_STATED TASK_. Rewrite all of the material below with every "keypoint" switched to "marker", keeping everything else unchanged.

_WORKING DATA_.
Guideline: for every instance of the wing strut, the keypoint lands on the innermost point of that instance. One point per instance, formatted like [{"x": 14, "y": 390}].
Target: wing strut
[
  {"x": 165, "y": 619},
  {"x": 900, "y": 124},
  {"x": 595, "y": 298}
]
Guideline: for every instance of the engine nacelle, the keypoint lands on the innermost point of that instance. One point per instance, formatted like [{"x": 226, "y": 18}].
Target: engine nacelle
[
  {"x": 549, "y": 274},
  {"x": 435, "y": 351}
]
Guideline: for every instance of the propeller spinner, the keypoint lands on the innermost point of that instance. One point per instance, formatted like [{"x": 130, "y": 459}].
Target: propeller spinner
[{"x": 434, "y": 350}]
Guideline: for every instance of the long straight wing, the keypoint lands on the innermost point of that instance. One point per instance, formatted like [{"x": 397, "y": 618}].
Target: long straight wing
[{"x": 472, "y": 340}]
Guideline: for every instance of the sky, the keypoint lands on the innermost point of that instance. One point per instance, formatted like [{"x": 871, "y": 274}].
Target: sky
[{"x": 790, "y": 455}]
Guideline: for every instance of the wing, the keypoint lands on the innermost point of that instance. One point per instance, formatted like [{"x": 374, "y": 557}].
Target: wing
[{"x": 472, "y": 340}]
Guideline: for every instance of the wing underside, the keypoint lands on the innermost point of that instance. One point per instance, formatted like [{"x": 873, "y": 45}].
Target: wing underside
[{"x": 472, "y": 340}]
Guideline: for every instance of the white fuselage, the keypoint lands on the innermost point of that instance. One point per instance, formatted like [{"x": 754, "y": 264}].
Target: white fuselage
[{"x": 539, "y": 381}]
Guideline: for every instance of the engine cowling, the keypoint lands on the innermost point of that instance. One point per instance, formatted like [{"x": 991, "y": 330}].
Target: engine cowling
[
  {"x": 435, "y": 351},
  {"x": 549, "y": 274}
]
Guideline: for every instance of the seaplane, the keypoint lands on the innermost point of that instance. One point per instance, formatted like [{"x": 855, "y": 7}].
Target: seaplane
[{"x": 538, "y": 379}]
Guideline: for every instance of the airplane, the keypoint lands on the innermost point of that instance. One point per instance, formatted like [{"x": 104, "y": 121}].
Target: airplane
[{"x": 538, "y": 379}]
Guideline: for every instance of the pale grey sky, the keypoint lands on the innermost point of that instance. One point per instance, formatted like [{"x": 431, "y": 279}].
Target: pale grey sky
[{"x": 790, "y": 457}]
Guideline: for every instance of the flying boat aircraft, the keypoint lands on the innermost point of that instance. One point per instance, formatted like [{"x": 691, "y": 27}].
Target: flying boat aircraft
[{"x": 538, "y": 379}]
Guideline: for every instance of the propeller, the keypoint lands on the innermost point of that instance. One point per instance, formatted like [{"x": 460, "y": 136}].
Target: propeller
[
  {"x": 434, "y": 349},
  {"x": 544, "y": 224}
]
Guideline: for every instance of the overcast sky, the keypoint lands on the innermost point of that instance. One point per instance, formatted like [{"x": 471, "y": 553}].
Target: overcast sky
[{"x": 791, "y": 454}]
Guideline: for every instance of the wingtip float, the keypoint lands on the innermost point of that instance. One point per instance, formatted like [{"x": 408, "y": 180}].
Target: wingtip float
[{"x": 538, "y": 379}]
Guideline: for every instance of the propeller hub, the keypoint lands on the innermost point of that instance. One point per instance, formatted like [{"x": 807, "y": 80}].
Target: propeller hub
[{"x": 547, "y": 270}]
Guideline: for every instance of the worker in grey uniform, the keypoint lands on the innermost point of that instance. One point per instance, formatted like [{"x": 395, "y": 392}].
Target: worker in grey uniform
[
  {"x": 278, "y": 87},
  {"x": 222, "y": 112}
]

_SOLUTION_.
Guideline: for every instance of the wing strut, the marker lands on the innermost point of that instance. One point per instance, formatted like [{"x": 14, "y": 390}].
Target: wing strut
[
  {"x": 165, "y": 619},
  {"x": 900, "y": 124},
  {"x": 595, "y": 298}
]
Guideline: for every instance of the engine nacelle, the marker lands on the innermost point of that instance. One point per instance, formatted like [{"x": 226, "y": 18}].
Target: engine nacelle
[
  {"x": 549, "y": 274},
  {"x": 435, "y": 351}
]
Guideline: for every instance of the propeller spinner, the marker lands on the innermost point of that instance. One point per instance, formatted like [{"x": 130, "y": 459}].
Target: propeller spinner
[{"x": 434, "y": 350}]
Guideline: for every instance of the long straight wing, the marker lands on the innermost point of that instance. One point per instance, formatted like [{"x": 397, "y": 618}].
Target: long straight wing
[{"x": 472, "y": 340}]
Guideline: for every instance of the sky, the marker lands on the innermost point of that instance. One point per instance, formatted like [{"x": 871, "y": 274}].
Target: sky
[{"x": 790, "y": 455}]
Guideline: for every instance of the wing, the marker lands on the innermost point of that instance. One point per instance, formatted like [{"x": 374, "y": 557}].
Target: wing
[{"x": 472, "y": 340}]
Guideline: for every instance of the wing underside, the marker lands on the innermost point of that instance. One point per instance, formatted like [{"x": 873, "y": 45}].
Target: wing underside
[{"x": 472, "y": 340}]
Guideline: for every instance of the white fuselage, the marker lands on the innermost point of that instance. One point per instance, formatted like [{"x": 754, "y": 264}].
Target: white fuselage
[{"x": 539, "y": 381}]
Guideline: for every instance of the engine cowling, the marker lands on the innermost point of that instance. One point per instance, formatted like [{"x": 991, "y": 330}].
Target: engine cowling
[
  {"x": 435, "y": 351},
  {"x": 549, "y": 274}
]
Guideline: for every instance of the seaplane, the marker lands on the innermost point of that instance. One point per instance, formatted like [{"x": 855, "y": 7}].
Target: seaplane
[{"x": 538, "y": 379}]
Guideline: for every instance of the airplane, the marker lands on the innermost point of that instance. One point per instance, formatted like [{"x": 104, "y": 121}].
Target: airplane
[{"x": 538, "y": 379}]
Guideline: for every instance of the pale grey sky, the marker lands on the innermost point of that instance. One point per instance, formatted like [{"x": 431, "y": 279}].
Target: pale grey sky
[{"x": 790, "y": 457}]
Guideline: for every instance of the flying boat aircraft, the marker lands on the innermost point of that instance. One point per instance, formatted like [{"x": 691, "y": 27}].
Target: flying boat aircraft
[{"x": 538, "y": 379}]
Guideline: for every instance of the propeller, the marker lands on the innermost point of that instance. One point per instance, formatted like [{"x": 460, "y": 136}].
Target: propeller
[
  {"x": 434, "y": 349},
  {"x": 544, "y": 224}
]
Guideline: for every instance of the overcast sky, the marker lands on the innermost point of that instance. One point per instance, formatted like [{"x": 471, "y": 553}].
Target: overcast sky
[{"x": 791, "y": 454}]
Guideline: for every instance of the wingtip float, the marker lands on the innermost point of that instance. One point per instance, formatted like [{"x": 408, "y": 180}].
Target: wingtip float
[{"x": 538, "y": 379}]
Guideline: for every instance of the propeller hub, the marker lands on the innermost point of that instance. One point per instance, formatted like [{"x": 807, "y": 80}].
Target: propeller hub
[{"x": 547, "y": 270}]
Guideline: for every instance of the worker in grey uniform, the marker lands on the innermost point of that instance. One point per instance, formatted like [{"x": 395, "y": 392}].
Target: worker in grey uniform
[
  {"x": 278, "y": 87},
  {"x": 222, "y": 112}
]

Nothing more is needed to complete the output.